→ **ABOUT THIS EXERCISE**
Could you report every line from the entries that includes the word "road"?

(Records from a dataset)
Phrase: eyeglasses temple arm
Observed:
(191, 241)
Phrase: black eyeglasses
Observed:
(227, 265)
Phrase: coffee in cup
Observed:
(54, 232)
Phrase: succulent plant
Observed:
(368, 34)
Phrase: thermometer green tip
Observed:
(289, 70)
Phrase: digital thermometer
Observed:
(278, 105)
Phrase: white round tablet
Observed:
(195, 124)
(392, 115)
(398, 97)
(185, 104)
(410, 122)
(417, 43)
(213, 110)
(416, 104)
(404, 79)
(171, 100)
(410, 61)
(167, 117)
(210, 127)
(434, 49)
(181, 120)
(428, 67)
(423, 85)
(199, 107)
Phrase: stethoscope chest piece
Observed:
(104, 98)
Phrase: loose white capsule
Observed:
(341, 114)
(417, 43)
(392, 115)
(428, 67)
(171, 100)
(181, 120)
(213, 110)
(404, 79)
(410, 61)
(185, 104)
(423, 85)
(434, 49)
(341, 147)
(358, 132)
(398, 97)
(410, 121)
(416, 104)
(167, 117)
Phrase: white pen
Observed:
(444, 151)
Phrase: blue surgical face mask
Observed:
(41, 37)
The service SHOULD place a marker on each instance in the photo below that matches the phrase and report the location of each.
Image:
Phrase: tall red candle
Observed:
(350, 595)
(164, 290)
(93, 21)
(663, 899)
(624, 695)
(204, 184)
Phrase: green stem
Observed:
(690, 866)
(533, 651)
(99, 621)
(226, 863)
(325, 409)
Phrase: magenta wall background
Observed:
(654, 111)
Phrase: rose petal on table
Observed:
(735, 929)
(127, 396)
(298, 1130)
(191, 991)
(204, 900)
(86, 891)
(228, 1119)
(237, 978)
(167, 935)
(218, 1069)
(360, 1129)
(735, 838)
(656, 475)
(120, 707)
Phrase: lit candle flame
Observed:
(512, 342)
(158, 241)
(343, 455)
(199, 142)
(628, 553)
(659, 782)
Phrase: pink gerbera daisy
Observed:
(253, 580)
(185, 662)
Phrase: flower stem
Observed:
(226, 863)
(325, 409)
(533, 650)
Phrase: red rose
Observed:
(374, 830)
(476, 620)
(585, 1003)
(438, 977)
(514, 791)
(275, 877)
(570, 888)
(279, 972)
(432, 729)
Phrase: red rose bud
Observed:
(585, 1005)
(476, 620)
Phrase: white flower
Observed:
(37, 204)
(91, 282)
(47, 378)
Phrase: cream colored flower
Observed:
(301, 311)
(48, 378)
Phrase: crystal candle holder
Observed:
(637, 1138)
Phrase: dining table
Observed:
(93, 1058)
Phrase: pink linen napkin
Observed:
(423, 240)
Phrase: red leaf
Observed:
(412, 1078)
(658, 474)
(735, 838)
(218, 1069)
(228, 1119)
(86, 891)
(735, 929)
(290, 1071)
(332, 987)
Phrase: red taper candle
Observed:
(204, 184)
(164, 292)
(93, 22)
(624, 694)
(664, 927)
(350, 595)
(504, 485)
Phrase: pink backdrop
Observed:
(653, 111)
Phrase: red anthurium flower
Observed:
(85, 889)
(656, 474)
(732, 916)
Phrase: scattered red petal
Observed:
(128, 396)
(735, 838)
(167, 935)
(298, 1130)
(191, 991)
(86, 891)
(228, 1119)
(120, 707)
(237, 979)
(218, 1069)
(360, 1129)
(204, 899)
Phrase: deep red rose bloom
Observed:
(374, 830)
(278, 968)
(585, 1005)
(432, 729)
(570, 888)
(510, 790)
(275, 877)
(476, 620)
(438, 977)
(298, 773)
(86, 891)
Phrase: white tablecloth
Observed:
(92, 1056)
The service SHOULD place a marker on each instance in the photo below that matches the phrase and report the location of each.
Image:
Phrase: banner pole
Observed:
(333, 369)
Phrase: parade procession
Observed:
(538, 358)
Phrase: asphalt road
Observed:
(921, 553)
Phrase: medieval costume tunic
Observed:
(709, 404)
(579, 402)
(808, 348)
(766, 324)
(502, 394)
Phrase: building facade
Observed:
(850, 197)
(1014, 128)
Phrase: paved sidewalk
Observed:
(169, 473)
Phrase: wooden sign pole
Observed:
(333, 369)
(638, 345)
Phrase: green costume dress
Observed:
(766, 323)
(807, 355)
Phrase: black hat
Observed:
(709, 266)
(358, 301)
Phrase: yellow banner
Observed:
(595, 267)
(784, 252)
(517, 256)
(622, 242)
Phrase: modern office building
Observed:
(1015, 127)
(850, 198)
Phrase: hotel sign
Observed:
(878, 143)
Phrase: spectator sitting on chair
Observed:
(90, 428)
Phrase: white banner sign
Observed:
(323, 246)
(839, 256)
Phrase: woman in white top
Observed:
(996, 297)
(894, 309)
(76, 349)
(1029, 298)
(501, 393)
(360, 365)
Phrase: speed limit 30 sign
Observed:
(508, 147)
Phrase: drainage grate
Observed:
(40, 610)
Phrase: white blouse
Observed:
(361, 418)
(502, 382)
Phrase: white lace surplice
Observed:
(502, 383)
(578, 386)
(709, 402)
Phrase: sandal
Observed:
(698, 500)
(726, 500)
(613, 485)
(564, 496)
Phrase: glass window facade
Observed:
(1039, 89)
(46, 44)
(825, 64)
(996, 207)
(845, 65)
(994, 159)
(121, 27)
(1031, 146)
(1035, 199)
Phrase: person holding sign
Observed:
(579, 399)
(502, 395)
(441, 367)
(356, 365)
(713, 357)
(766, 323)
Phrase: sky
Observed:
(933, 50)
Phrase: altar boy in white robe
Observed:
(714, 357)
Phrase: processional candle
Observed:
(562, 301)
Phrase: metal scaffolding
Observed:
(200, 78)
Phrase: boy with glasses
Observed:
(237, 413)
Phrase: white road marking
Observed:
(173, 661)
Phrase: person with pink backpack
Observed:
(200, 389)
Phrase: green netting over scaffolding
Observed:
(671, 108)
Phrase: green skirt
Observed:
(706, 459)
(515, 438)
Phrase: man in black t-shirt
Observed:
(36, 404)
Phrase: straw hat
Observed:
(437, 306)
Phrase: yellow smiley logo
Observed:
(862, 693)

→ **EXERCISE OUTPUT**
Phrase: asphalt road
Phrase: white road marking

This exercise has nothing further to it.